+++ SOURCE MATERIAL +++
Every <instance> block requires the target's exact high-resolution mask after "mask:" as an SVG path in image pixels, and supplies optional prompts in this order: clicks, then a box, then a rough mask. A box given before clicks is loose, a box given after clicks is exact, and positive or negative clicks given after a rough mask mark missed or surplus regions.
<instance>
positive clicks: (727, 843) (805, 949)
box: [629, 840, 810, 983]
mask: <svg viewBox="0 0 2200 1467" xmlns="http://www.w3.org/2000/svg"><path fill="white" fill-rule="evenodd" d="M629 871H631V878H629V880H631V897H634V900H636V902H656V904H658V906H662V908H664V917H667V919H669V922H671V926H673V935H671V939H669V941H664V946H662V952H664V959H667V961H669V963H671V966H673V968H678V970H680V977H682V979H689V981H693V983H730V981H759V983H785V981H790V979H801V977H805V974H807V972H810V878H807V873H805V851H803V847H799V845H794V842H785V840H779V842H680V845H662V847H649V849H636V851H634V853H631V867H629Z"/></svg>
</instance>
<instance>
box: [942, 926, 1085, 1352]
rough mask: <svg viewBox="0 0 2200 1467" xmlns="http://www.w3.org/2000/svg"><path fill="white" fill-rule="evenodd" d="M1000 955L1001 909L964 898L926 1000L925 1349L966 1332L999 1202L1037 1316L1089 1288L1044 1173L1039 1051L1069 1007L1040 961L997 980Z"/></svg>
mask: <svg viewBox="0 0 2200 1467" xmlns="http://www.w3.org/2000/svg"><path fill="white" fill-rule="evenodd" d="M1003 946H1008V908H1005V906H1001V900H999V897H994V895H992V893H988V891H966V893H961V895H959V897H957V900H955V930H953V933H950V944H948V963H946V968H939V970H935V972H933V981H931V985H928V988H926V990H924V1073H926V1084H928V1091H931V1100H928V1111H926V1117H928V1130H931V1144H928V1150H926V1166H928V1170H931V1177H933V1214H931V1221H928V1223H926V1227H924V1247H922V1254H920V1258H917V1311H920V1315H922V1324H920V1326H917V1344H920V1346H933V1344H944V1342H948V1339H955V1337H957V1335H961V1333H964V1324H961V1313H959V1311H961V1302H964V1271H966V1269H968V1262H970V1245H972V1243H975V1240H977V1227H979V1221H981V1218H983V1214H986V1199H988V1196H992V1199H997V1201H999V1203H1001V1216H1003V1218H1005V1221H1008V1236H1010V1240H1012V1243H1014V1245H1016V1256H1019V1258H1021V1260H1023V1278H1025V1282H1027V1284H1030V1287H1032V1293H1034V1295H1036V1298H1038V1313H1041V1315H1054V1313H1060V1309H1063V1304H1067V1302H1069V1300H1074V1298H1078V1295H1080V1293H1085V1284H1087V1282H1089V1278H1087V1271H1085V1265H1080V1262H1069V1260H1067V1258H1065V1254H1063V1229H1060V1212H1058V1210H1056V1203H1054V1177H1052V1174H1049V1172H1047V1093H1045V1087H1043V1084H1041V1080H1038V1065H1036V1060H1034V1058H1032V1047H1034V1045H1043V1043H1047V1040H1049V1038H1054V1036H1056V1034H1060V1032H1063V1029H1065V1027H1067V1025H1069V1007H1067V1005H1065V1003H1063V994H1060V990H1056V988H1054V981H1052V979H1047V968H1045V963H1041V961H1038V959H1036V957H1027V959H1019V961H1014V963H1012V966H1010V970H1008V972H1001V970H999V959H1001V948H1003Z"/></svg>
+++
▸ ACTIVITY
Reproduce all of the material verbatim.

▸ WRITTEN SOLUTION
Every <instance> block requires the target's exact high-resolution mask after "mask:" as an SVG path in image pixels, and supplies optional prompts in this order: clicks, then a box, then a rough mask. A box given before clicks is loose, a box given after clicks is exact, and positive or negative clicks given after a rough mask mark missed or surplus regions.
<instance>
positive clicks: (727, 843) (805, 949)
box: [629, 840, 810, 983]
mask: <svg viewBox="0 0 2200 1467" xmlns="http://www.w3.org/2000/svg"><path fill="white" fill-rule="evenodd" d="M629 871H631V878H629V880H631V897H634V900H636V902H656V904H658V906H662V908H664V917H667V919H669V922H671V926H673V935H671V939H669V941H664V946H662V952H664V959H667V961H669V963H671V966H673V968H678V970H680V977H682V979H689V981H693V983H730V981H759V983H785V981H790V979H801V977H805V974H807V972H810V878H807V873H805V851H803V847H799V845H794V842H785V840H779V842H680V845H662V847H649V849H636V851H634V853H631V867H629Z"/></svg>
</instance>
<instance>
box: [942, 926, 1085, 1352]
rough mask: <svg viewBox="0 0 2200 1467" xmlns="http://www.w3.org/2000/svg"><path fill="white" fill-rule="evenodd" d="M1000 955L1001 909L964 898L926 1000L925 1349L966 1332L999 1202L1037 1316L1089 1288L1044 1173L1039 1051L1069 1007L1040 961L997 980Z"/></svg>
mask: <svg viewBox="0 0 2200 1467" xmlns="http://www.w3.org/2000/svg"><path fill="white" fill-rule="evenodd" d="M1003 946H1008V908H1005V906H1001V900H999V897H994V895H992V893H988V891H966V893H961V895H959V897H957V900H955V930H953V933H950V944H948V963H946V968H939V970H935V972H933V981H931V985H928V988H926V990H924V1073H926V1084H928V1091H931V1100H928V1111H926V1117H928V1130H931V1144H928V1150H926V1166H928V1170H931V1177H933V1214H931V1221H928V1223H926V1227H924V1247H922V1254H920V1258H917V1311H920V1315H922V1324H920V1326H917V1344H920V1346H933V1344H944V1342H948V1339H955V1337H957V1335H961V1333H964V1324H961V1313H959V1311H961V1302H964V1271H966V1269H968V1262H970V1245H972V1243H975V1240H977V1227H979V1221H981V1218H983V1214H986V1199H988V1196H992V1199H997V1201H999V1203H1001V1216H1003V1218H1005V1221H1008V1236H1010V1240H1012V1243H1014V1245H1016V1256H1019V1258H1021V1260H1023V1278H1025V1282H1027V1284H1030V1287H1032V1293H1034V1295H1036V1298H1038V1313H1041V1315H1054V1313H1060V1309H1063V1304H1067V1302H1069V1300H1074V1298H1078V1295H1080V1293H1085V1284H1087V1282H1089V1278H1087V1271H1085V1265H1080V1262H1069V1260H1067V1258H1065V1254H1063V1229H1060V1212H1058V1210H1056V1203H1054V1177H1052V1174H1049V1172H1047V1093H1045V1087H1043V1084H1041V1080H1038V1065H1036V1060H1034V1058H1032V1047H1034V1045H1043V1043H1047V1040H1049V1038H1054V1036H1056V1034H1060V1032H1063V1029H1065V1027H1067V1025H1069V1007H1067V1005H1065V1003H1063V994H1060V990H1056V988H1054V981H1052V979H1047V968H1045V963H1041V961H1038V959H1036V957H1027V959H1019V961H1014V963H1012V966H1010V970H1008V972H1001V970H999V959H1001V948H1003Z"/></svg>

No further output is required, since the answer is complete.